With the pictures left out, write out the records verbatim.

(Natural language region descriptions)
────────

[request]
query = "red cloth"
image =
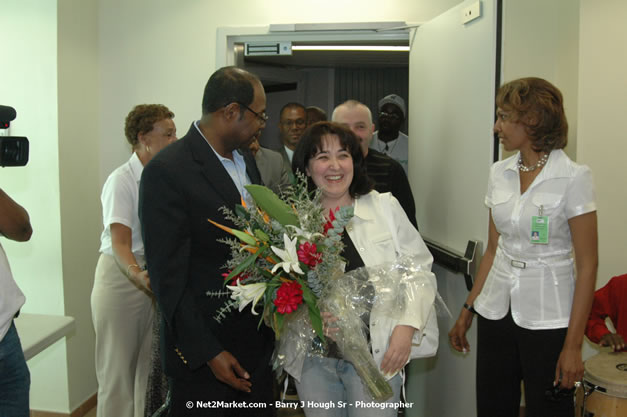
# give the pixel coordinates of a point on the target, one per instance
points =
(609, 301)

────────

◆ Task solution ◆
[request]
query = "red cloth"
image =
# give the pixel coordinates of a point on the target, one per instance
points =
(609, 301)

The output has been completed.